[START OF DOCUMENT]
Share of voice is a very popular public relations metric. It essentially tracks how frequently your brand is mentioned in relation to other brands. If your share of voice is falling despite rising revenues, this may mean you’re experiencing a boom in category growth but falling behind in the competition.

2. Web Traffic vs. Competition

Another way to measure yourself against your competitors is to check on web traffic. How often are customers finding and choosing your content over others? Branded web searches is a similar metric that can be used to find the same information.

3. Backlinks

Backlinks are other websites linking to yours. A high number of backlinks can indicate domain authority and mean that your brand is outperforming others when it comes to brand awareness and reputation.

4. Social Media Followers and Engagement vs. Competition

Once again, if you’re experiencing lots of growth in this area, it’s important to see how well your competitors are faring. The speed of your growth vs. theirs is ultimately what will matter most.

5. Category Sales and Revenue

The most direct way to track category growth is by combining the sales and revenue of all companies in your sector. How quickly is your revenue growing in comparison? This insight can be a valuable indicator of how your company is performing relative to competition.

5 Best Forward-Looking Sales Metrics

These five sales growth metrics are the best way to measure the performance of your sales team, which should directly correlate to your growth.

6. Close Rate

The close rate is the percentage of leads converted into sales. It can be contentious because salesmen will naturally believe that if they didn’t close a sale, it wasn’t closeable. Often, they are right! This means that the close rate is not just a measure of sales performance but marketing as well.

7. Total Sales

You won’t find a KPI that more straightforwardly represents sales performance on a year-to-year or month-to-month basis than a B2B sales report.

8. Pipeline Velocity

How quickly are customers being pulled through the B2B marketing funnel? The more efficient the process of contacting, engaging, and converting customers is, the easier it will be for your company to scale.

9. Customer Acquisition Cost (CAC)

CAC is a measure of how much money was spent turning a prospect into a customer. This is the best metric for determining the ROI of your sales team. It may also be an indirect reflection of lead quality.

10. Sales by Product, Region, or Category

It’s important to parse data to make it more useful. Knowing that your total sales are growing is useful, but what if that growth is mainly driven by a rise in demand in a particular region or for a particular product? Knowing sales by product, region, or category allows you to leverage it to drive growth even further.

5 Best B2B Growth Metrics

These are the metrics we recommend checking to see how your company is growing.

11. Annual Recurring Revenue (ARR)

Recurring revenue is a prediction based on how much subscription-based revenue you expect to earn. You generally calculate ARR by first finding your monthly recurring revenue (MRR) and multiplying it by 12. Your churn rate will affect your ARR and MRR.

12. Churn Rate

Churn is the loss of customers due to failure to renew subscriptions. It’s a direct measure of how useful customers determine your product to be once they’ve used it.

A high churn rate could be cause for concern. You won’t get 2nd chances with most customers, so it’s important to keep churn manageable.

13. Net Promoter Score (NPS)

You measure net promoter score by simply asking customers to rank their likelihood of recommending your product on a scale of 1 to 10.
[END OF DOCUMENT]
- **EXERCISES TO COMPLETE**
1 - How does the metrics article say ARR is generally calculated?
2 - Copy a passage from the metrics article word for word: begin at the words "2. Web Traffic" and stop after the words "the same information.".
3 - What is the Spanish translation of this sentence from the metrics article: "Backlinks are other websites linking to yours."
[START OF RAW RECORDS]
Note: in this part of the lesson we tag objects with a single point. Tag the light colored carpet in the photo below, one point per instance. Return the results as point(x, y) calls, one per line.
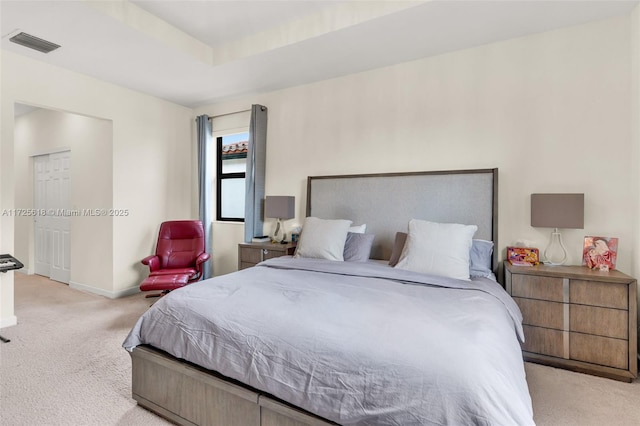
point(65, 366)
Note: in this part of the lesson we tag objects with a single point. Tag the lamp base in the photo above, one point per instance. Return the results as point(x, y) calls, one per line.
point(279, 236)
point(555, 253)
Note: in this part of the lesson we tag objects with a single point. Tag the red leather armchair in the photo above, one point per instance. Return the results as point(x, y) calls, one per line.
point(179, 259)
[END OF RAW RECORDS]
- **ANSWERS BY TASK**
1 - By finding your monthly recurring revenue (MRR) and multiplying it by 12.

2 -
2. Web Traffic vs. Competition

Another way to measure yourself against your competitors is to check on web traffic. How often are customers finding and choosing your content over others? Branded web searches is a similar metric that can be used to find the same information.

3 - Los backlinks son otros sitios web que enlazan al tuyo.